__Assigned task 1__
Copy word for word the part of the testimony about salvation and the Great Commission that runs between "Matthew 28:19-20 –" and "manifest will alone.", inclusive.
__Assigned task 2__
Resume the testimony about salvation and the Great Commission after its last sentence.

Matthew 28:19-20 – NKJV

Praise God! Within weeks, He had also revealed Himself to my dear wife, and given her the heartfelt desire to believe and humble herself before Him. Twenty years on, I recognize that my wife’s salvation was purely the work of God’s Spirit acting within her just as He had done with me – entirely apart from our own thoughts, feelings, and actions. The choice to believe the Gospel we had heard and surrender ourselves to Jesus’ lordship over our lives had been our own, but all the other events and actions concerning our salvation had been due to God’s manifest will alone.

Sadly at the time, I believed that somehow I could win my friends and family to the LORD myself if only I could witness His Gospel message in the proper way. In a sense, I had misread and misunderstood this Great Commission from Jesus to His followers in Matthew 28. I didn’t recognize that my only duty was to inform them of the Truth (make disciples). I didn’t understand that it is God’s Spirit who must call them to Himself and by their own heartfelt consent, perform the miraculous transformation in their hearts to make them true believers and followers unto the salvation of their souls. In my ignorance and arrogance I sought to make converts of them all by drilling the Gospel into them until they recognized the Truth. In fact, I was trying to usurp God’s place in His plan of salvation.

__Source material__
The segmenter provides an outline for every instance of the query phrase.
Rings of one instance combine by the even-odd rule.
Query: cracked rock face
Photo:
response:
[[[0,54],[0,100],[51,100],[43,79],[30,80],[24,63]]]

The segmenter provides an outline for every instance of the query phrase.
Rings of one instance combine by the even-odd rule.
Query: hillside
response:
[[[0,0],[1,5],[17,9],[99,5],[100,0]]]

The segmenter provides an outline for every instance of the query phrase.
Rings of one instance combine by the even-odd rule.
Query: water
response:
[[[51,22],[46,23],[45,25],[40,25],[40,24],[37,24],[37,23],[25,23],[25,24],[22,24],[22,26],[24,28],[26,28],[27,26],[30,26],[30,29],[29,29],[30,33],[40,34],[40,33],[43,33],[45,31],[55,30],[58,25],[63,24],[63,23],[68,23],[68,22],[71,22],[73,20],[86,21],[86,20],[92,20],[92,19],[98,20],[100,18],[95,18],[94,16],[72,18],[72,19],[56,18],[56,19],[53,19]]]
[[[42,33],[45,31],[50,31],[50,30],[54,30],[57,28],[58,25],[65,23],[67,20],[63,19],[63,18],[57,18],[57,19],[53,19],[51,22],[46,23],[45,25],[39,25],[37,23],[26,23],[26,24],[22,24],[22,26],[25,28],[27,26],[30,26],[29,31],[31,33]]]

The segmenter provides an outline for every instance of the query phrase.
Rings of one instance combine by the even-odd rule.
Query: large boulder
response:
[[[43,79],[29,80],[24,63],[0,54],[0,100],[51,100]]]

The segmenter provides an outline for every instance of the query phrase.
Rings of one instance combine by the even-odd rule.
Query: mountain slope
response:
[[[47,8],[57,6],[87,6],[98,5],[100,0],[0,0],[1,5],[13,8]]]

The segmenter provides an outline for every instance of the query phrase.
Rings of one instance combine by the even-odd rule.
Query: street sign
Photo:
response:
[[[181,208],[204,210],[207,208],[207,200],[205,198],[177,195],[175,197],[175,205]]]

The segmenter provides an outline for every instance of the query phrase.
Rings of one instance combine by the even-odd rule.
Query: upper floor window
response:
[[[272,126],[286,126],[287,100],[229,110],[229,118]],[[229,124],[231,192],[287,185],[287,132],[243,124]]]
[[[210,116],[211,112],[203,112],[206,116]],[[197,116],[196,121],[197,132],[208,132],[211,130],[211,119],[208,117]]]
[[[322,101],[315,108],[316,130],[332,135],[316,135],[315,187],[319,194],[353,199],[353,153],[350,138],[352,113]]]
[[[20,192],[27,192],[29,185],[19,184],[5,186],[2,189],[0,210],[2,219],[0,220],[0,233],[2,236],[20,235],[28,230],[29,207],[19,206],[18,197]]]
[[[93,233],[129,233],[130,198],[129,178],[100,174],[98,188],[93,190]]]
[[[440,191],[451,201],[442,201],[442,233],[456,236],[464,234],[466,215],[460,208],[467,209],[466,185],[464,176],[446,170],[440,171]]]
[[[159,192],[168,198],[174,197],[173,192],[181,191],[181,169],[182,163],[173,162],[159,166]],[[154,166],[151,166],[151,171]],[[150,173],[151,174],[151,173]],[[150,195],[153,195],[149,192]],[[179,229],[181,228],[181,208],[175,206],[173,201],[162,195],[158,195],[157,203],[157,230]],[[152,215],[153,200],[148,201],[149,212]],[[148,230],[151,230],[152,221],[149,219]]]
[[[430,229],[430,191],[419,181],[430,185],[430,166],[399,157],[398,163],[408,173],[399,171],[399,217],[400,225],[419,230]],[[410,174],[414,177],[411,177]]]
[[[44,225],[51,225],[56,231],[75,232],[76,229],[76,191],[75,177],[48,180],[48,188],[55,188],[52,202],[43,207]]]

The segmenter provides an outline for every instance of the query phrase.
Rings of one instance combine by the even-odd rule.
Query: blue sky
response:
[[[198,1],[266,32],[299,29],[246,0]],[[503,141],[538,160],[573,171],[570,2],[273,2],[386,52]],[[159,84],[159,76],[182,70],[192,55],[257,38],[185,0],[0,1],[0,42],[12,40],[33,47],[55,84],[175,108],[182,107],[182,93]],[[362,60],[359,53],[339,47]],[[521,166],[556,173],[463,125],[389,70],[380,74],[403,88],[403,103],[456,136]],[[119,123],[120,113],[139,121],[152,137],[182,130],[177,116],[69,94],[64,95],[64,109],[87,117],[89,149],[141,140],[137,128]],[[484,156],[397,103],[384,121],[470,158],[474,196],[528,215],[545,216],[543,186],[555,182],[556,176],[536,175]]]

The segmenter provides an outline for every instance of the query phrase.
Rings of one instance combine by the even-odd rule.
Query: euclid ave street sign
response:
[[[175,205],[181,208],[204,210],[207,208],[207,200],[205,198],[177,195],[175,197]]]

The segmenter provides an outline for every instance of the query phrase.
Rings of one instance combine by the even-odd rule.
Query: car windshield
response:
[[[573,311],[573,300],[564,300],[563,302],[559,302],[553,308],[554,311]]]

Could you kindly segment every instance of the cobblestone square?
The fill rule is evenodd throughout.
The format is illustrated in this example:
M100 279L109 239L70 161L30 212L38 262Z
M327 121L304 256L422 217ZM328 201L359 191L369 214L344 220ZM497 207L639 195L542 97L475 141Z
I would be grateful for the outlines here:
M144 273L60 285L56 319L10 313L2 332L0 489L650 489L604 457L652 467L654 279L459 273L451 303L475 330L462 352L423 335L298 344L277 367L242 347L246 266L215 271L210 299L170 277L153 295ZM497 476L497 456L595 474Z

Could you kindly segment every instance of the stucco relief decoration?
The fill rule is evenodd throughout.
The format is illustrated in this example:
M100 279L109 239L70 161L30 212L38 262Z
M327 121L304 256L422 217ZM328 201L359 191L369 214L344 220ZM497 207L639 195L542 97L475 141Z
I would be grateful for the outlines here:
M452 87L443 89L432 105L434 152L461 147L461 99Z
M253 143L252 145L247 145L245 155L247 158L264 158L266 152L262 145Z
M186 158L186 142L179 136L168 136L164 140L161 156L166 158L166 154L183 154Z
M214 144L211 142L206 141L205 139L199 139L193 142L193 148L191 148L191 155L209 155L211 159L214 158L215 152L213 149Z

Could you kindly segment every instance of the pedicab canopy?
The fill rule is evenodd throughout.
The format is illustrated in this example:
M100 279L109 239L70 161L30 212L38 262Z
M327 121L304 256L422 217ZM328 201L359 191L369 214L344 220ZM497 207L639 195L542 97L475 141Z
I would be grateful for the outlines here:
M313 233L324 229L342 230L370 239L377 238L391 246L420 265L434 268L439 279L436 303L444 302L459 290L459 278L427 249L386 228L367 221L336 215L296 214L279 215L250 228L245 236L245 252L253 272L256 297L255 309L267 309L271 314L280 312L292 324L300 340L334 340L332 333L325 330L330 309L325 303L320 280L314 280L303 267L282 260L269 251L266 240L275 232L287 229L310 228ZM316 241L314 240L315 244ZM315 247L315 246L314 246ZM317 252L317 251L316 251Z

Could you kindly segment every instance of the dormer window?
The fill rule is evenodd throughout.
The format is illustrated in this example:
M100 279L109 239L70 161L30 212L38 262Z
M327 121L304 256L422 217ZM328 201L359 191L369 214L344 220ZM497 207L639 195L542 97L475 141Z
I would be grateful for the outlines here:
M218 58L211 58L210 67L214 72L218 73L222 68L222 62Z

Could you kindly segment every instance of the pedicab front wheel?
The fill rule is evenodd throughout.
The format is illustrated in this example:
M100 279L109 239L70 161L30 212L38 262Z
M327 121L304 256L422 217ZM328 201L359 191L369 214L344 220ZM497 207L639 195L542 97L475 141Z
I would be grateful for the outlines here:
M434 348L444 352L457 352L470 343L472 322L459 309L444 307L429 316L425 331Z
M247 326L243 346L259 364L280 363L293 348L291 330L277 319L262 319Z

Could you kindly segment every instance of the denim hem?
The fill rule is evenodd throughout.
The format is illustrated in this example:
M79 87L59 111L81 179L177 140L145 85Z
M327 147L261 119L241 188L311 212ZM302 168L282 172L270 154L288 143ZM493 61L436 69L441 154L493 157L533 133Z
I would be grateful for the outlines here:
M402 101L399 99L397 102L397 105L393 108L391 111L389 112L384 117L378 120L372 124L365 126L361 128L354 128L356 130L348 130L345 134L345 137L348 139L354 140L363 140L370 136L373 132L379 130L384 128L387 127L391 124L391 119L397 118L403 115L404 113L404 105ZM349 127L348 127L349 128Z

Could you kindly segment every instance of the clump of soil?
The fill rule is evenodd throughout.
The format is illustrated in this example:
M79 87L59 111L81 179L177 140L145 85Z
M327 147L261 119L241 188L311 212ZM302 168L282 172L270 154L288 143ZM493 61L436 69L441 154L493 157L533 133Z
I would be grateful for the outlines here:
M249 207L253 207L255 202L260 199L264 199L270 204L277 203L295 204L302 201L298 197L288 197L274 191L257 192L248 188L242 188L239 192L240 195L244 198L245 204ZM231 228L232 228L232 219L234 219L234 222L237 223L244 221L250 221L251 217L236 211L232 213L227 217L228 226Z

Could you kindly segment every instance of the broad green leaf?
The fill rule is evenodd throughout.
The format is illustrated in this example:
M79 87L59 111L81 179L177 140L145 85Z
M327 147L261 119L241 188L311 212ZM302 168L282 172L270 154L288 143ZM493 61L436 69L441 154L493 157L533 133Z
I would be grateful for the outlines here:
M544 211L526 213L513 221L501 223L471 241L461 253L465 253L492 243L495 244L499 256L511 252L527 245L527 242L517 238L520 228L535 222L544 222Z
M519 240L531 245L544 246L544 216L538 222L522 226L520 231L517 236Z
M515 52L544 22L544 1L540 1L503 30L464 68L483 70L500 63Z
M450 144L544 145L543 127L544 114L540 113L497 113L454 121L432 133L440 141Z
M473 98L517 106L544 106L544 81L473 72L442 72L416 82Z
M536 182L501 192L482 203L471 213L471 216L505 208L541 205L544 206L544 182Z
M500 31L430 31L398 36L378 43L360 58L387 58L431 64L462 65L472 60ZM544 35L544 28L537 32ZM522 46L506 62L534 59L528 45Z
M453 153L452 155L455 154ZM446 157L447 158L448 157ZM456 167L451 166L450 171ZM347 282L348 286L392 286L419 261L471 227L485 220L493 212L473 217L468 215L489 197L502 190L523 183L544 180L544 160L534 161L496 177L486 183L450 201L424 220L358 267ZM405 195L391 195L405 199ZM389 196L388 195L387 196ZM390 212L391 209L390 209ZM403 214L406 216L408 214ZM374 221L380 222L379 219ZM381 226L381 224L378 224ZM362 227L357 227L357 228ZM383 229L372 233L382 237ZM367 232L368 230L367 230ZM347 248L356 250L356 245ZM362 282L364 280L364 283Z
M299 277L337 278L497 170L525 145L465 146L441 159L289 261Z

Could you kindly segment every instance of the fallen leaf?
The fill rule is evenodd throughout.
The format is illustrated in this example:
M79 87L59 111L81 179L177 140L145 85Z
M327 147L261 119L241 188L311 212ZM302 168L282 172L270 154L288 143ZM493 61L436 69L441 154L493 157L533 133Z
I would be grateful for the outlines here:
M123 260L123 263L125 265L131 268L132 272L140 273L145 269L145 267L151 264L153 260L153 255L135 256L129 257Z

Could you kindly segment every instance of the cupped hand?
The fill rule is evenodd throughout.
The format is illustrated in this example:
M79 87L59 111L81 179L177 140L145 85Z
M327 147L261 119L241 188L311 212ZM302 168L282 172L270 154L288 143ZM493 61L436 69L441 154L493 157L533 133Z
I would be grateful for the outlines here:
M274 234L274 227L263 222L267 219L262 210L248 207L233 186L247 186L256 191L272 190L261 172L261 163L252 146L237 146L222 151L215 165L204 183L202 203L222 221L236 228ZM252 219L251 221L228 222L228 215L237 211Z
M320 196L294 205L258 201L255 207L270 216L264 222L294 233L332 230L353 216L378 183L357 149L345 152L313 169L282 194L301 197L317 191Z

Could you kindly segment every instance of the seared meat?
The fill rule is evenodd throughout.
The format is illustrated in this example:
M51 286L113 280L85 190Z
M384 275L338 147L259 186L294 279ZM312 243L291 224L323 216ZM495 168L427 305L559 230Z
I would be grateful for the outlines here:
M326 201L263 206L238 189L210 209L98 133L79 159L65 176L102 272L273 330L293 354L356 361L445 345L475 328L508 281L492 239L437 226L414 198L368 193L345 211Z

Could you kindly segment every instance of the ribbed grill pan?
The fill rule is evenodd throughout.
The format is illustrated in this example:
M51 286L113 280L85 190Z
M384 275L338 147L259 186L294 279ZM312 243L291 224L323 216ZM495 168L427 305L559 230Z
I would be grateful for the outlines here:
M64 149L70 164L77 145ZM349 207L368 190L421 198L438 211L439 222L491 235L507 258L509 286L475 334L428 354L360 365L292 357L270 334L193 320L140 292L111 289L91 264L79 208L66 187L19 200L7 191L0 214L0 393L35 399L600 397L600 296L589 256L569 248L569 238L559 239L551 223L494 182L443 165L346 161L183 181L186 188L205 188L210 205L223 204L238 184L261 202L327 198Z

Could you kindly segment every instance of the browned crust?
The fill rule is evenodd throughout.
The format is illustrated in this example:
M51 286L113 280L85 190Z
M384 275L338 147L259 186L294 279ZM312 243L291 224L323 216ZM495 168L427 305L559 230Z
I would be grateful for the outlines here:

__Result 1__
Matthew 28:19-20 – NKJV

Praise God! Within weeks, He had also revealed Himself to my dear wife, and given her the heartfelt desire to believe and humble herself before Him. Twenty years on, I recognize that my wife’s salvation was purely the work of God’s Spirit acting within her just as He had done with me – entirely apart from our own thoughts, feelings, and actions. The choice to believe the Gospel we had heard and surrender ourselves to Jesus’ lordship over our lives had been our own, but all the other events and actions concerning our salvation had been due to God’s manifest will alone.

__Result 2__
Quite understandably my loved ones all rebuffed my heavy-handed approach. Rather than drawing them into the family of God, my Gospel bullying drove them further from Him and in some cases created estrangement between us that has lingered to this very day as a perturbing undercurrent in our relationships. For all of this, I have been deeply ashamed and self-loathing for years. My anger with myself over this was brought into sharp focus with my mother’s death. If I had been a better Gospel witness – emphasizing God’s love and the joy of fellowship with Him – perhaps she might have heard and believed. If I had been more diligent in prayer and fasting, perhaps God would have honored my prayer and rescued my mother from judgement.

Angry With My Mother

The illness that carried my mother away wasn’t particularly remarkable – a viral upper-respiratory infection that would have been a mere inconvenience to all but the very young or very old and vulnerable. She had experienced bouts with such infections before and always recovered. But she, the family, and her medical caregivers all knew that one of them would one-day kill her. I don’t think any of us really believed this would be the one until the last few days of her life.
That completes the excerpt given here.